SHORT EXERCISE 1: Filter the rows below, keeping each line that contains the string "balcony". The match is case-sensitive.

DOCUMENT:
-*-*-

I think it's more accurate to say it works as best it can, there's no way it can work in that scenario.

Whether it's possible to heat the house quickly enough, depends on the time available to heat and the heat required. If I'm a way for two weeks in the winter the house may be down at 9 degrees and the fabric of the building is the same, so the time to heat is several hours. Not sure when Tado will kick in, but even our over-sized radiators won't heat at the rate required if I'm 100 miles away and travelling at 50 mph.

Of course if I'm 100 miles away, am I travelling home? I could get to within 20, 10 miles and still not actually go home. So there's some compromise there and that causes a delay that means it's still definitely cold when you get home!

What Tado does is change the minimum set temperature depending on your distance from home, so it's really minimising the amount of cold in proportion to a rough estimate of how likely you are to end up at home soon.

-*-*-

SHORT EXERCISE 2: According to the post about Tado heating, what does Tado change depending on your distance from home?

-*-*-

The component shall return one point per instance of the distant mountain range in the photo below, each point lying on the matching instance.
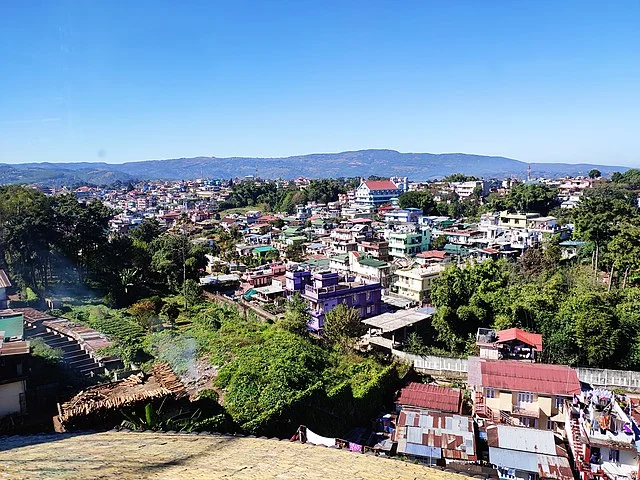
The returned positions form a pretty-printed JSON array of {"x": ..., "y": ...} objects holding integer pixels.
[{"x": 361, "y": 163}]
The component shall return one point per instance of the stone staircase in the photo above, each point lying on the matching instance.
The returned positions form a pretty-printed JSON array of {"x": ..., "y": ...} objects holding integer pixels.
[{"x": 73, "y": 356}]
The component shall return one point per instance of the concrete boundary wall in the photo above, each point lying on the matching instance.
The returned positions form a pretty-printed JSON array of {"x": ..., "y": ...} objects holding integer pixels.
[{"x": 627, "y": 380}]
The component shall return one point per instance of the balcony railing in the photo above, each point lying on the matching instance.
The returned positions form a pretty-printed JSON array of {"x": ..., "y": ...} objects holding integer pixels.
[{"x": 525, "y": 411}]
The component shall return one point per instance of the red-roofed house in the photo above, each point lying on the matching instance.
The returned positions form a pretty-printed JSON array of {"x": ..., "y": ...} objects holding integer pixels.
[
  {"x": 435, "y": 437},
  {"x": 376, "y": 192},
  {"x": 510, "y": 344},
  {"x": 430, "y": 396},
  {"x": 522, "y": 393},
  {"x": 431, "y": 256}
]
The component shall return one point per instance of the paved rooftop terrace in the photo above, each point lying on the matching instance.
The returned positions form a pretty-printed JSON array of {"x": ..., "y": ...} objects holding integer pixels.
[{"x": 126, "y": 455}]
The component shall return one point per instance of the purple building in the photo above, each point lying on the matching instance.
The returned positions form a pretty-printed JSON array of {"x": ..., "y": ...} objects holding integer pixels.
[
  {"x": 296, "y": 281},
  {"x": 326, "y": 291}
]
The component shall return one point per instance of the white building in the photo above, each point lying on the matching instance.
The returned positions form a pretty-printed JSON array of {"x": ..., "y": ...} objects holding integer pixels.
[{"x": 377, "y": 192}]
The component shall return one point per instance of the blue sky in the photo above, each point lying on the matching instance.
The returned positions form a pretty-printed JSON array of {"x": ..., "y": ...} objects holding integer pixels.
[{"x": 122, "y": 80}]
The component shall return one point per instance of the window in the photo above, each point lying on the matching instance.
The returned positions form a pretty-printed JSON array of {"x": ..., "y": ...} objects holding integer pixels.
[{"x": 525, "y": 397}]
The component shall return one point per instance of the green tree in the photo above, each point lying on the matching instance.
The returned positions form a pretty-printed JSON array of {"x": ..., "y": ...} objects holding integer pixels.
[
  {"x": 599, "y": 214},
  {"x": 418, "y": 199},
  {"x": 460, "y": 177},
  {"x": 192, "y": 292},
  {"x": 296, "y": 315},
  {"x": 624, "y": 249},
  {"x": 342, "y": 325},
  {"x": 144, "y": 312}
]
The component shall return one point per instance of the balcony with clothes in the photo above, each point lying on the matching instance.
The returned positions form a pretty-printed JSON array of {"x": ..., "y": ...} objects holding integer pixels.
[{"x": 607, "y": 445}]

-*-*-

WRITTEN REPLY 1:
The component shall return one point per instance of the balcony railing in the photo above, each point lying on the matching instance.
The component shall return one point per instance of the balcony with clothes in the photo above, each point lying on the matching instance.

WRITTEN REPLY 2: The minimum set temperature.